## Objetivo indicado
No excerto fornecido, identifique todos os setores dos media nomeados na citação inglesa sobre os editores. Apresente-os na língua em que aparecem.

##### Excerto fornecido #####

Têm sido inúmeras as vezes em que ouvimos desabafos, ou lemos textos inteiros dedicados à questão do excesso de informação providenciada pelas tecnologias de informação. É uma queixa recorrente, e também é verdade tal como diz Shirky (2008) [1] que todas essas reflexões se tem limitado a constatar que esse excesso existe.
"We were caught unprepared for the amount of information we have to process. We often hear the term “information overload”-most likely as we skim Google Reader, or perhaps while we discuss multitasking as we delete our way toward Inbox Zero. Yet, more so than information overload, we may be facing “filter failure”. [2]
A questão que se levanta é que talvez não estejamos a enfrentar um problema de excesso de informação, mas antes um problema de défice de filtragem. Isto porque,
"there has long been an invisible tribe, a mysterious group, who transform scattered thoughts into compelling stories, who splice hundreds of hours of video into feature-length films, who segregate the semicolons from the em dashes. These are editors working across media sectors-publishing, film, music, more-to deliver transformative stories with clarity and grace."[2]
Mas se isto é verdade, o facto é que a evolução destas tecnologias levaram ao aparecimento de tecnologias sociais que potenciam de tal modo a troca de informação entre pessoas comuns, que leva a que exista cada vez menos tempo para a informação tratada e filtrada pelos tradicionais meios de comunicação social. O mais recente estudo da "
Edelman Trust Barometer" mostra um Grau de Confiança de 29% na "Comunicação Social" e 74% em “pessoas como nós”.

##### Registos selecionados #####

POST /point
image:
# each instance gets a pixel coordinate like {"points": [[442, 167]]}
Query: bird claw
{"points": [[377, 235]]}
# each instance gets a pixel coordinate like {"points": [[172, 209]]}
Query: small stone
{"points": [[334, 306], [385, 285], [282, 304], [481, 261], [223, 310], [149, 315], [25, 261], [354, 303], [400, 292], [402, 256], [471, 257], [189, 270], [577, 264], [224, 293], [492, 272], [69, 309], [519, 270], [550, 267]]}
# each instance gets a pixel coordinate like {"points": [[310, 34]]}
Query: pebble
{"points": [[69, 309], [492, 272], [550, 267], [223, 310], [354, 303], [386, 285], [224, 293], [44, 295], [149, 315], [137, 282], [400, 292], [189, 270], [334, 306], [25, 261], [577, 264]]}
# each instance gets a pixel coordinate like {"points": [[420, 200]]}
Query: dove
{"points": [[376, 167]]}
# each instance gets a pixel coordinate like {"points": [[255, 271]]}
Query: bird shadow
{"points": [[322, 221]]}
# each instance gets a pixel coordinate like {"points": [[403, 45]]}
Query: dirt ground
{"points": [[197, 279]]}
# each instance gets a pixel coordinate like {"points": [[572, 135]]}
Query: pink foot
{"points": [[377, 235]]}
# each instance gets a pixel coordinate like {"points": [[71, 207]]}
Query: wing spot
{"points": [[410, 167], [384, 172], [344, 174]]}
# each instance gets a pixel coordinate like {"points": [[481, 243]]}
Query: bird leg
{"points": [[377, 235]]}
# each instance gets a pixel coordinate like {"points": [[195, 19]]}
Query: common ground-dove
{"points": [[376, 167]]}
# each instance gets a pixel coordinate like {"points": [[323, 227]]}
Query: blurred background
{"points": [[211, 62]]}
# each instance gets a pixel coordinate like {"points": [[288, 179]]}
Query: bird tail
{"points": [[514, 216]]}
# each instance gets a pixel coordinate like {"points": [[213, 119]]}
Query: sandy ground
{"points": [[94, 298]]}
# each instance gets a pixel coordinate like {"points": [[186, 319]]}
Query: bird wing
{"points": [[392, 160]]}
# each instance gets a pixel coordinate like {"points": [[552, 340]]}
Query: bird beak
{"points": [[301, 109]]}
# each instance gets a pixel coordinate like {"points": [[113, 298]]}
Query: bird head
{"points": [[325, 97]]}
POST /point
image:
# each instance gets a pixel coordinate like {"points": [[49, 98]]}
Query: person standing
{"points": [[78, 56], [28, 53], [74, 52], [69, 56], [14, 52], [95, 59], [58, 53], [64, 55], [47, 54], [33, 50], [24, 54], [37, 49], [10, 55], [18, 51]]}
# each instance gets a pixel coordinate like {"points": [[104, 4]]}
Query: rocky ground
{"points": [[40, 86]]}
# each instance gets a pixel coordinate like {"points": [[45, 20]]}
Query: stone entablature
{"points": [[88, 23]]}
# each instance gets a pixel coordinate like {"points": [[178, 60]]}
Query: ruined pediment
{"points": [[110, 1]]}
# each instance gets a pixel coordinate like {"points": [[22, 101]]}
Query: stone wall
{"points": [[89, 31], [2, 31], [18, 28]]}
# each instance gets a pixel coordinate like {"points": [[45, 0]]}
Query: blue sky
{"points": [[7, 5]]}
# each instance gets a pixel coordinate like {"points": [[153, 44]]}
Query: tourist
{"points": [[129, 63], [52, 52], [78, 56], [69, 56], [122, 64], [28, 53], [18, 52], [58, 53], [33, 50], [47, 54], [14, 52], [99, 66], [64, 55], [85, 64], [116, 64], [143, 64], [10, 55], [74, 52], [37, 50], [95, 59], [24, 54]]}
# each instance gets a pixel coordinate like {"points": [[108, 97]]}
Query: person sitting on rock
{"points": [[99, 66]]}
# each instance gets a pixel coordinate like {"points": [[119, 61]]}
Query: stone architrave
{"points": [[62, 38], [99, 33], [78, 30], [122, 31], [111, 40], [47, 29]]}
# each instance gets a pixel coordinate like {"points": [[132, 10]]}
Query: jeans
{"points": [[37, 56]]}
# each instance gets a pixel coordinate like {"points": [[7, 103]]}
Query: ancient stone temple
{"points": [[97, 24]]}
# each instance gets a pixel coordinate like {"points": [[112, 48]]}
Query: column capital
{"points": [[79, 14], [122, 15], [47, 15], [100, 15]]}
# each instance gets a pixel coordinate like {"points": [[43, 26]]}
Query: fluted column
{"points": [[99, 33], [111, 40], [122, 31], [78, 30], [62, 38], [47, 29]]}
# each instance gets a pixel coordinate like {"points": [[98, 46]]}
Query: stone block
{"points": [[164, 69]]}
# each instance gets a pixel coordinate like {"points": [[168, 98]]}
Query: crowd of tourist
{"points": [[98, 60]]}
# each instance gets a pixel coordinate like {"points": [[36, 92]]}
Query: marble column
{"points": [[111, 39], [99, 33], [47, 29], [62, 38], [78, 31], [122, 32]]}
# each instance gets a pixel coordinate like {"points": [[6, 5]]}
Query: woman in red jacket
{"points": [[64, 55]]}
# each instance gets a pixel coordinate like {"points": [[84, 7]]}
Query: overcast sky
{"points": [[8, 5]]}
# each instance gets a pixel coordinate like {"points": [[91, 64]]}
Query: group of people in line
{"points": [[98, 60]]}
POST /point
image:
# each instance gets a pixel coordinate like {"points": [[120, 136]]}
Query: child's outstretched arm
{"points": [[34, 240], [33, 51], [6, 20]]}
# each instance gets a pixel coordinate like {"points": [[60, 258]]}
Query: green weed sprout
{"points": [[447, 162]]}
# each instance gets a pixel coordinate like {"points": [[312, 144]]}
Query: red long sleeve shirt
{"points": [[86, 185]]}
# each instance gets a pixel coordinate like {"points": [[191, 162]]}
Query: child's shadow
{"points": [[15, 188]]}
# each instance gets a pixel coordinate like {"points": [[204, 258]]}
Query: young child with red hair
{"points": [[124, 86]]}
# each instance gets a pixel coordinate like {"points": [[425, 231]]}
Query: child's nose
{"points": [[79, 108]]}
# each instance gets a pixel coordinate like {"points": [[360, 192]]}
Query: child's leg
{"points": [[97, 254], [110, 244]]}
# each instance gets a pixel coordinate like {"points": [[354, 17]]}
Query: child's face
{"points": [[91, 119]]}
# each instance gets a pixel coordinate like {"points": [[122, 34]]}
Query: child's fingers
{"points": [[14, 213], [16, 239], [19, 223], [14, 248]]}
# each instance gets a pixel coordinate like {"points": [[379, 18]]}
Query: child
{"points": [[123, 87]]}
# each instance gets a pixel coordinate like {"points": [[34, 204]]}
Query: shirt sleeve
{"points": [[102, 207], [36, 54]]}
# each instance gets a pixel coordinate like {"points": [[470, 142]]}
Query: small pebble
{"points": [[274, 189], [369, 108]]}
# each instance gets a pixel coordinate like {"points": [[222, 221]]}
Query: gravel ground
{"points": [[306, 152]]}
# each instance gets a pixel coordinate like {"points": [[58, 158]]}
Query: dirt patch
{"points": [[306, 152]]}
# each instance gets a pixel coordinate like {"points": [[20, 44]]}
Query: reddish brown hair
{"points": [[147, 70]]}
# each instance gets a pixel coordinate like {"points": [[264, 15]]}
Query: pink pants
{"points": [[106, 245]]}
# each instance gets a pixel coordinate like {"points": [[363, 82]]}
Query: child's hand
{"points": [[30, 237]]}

#####

## Resposta
publishing, film, music